• WORK REQUEST
Of the material below, only the lines from the line containing "Indicate the balcony" down to the line containing "Indicate the tall" belong in the answer, written out exactly.

*** Opening of DATA SECTION ***

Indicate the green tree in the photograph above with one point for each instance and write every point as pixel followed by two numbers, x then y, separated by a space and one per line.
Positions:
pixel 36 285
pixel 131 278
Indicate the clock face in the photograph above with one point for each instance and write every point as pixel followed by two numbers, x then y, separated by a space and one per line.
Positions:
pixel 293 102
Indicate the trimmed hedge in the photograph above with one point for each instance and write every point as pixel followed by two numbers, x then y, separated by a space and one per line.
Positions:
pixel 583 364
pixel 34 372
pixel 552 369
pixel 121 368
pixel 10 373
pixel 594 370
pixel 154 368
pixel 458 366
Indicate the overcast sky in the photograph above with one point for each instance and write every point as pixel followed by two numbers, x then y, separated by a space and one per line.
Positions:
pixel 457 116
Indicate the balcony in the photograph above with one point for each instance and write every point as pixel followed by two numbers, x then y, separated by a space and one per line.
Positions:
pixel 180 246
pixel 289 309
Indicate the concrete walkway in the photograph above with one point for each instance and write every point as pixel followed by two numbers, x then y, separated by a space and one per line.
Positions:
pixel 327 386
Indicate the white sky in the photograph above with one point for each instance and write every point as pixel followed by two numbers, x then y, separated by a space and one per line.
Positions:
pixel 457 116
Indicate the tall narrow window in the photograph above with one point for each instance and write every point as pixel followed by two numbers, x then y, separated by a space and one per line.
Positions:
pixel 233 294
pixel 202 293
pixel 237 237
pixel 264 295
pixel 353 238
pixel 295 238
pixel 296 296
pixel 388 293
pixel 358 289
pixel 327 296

*** Close of DATA SECTION ***
*** Opening of DATA SECTION ***

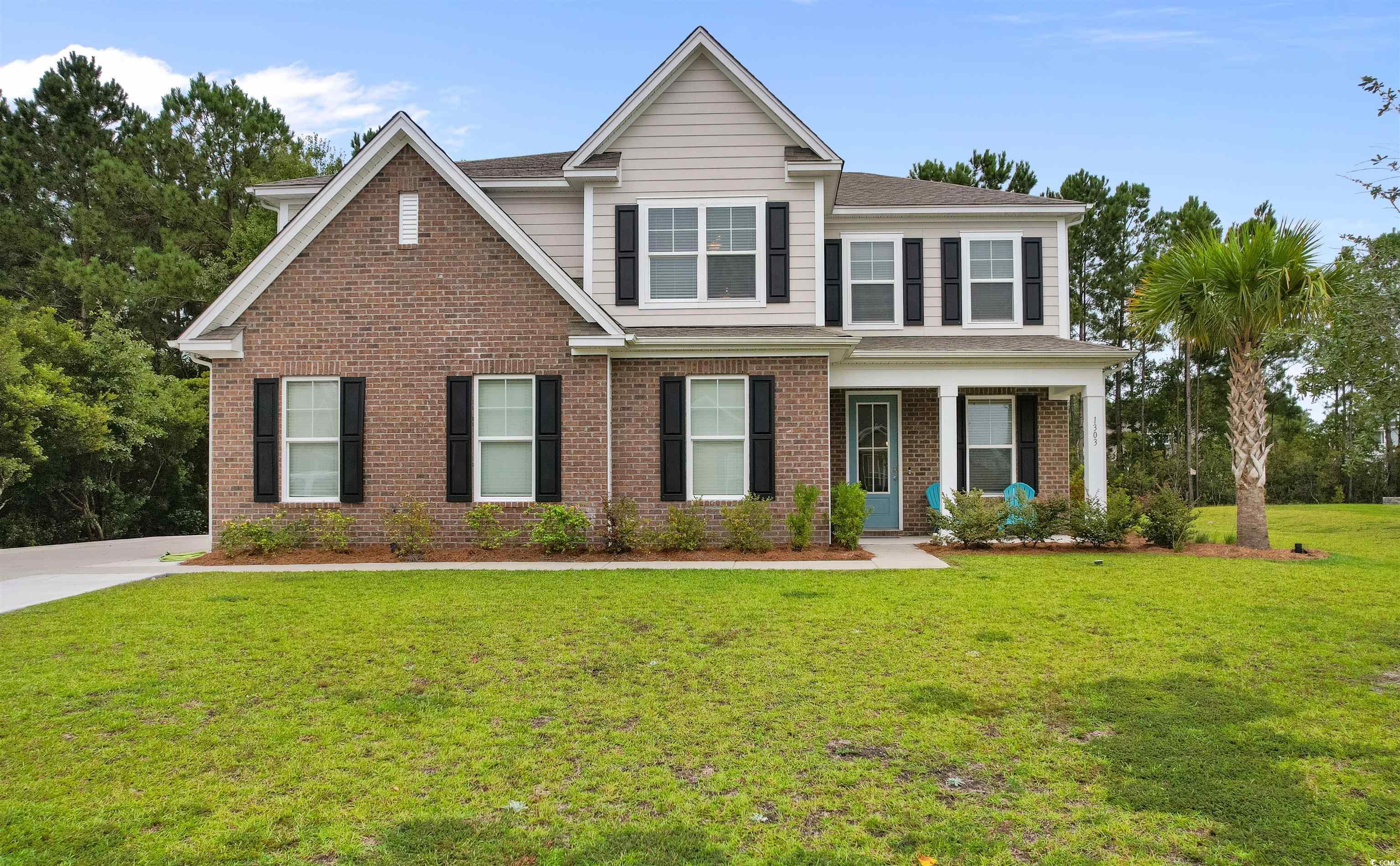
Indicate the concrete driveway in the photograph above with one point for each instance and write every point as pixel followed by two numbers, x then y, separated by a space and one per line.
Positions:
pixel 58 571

*** Close of DATA SECTION ***

• THE COMPLETED TASK
Indicate the balcony in the photograph above with one point for each instance and write every point as pixel followed by two numbers, x then y, separated by a space and one per line.
Positions:
pixel 180 246
pixel 289 309
Indicate the concrete walkway in the photograph above with one point for each instance and write every point as pixel followed by two numbers, x then y, separated by a space and one per line.
Positions:
pixel 327 386
Indicate the white sky in the photograph above with one point for each instance and write every point as pixel followed by two numbers, x then y, separated by a space and one per line.
Positions:
pixel 457 116
Indicate the tall narrow window in the photograph above with one point for each instance and write every point as pixel followed by two numbers, x then y, separated by a space and one per line.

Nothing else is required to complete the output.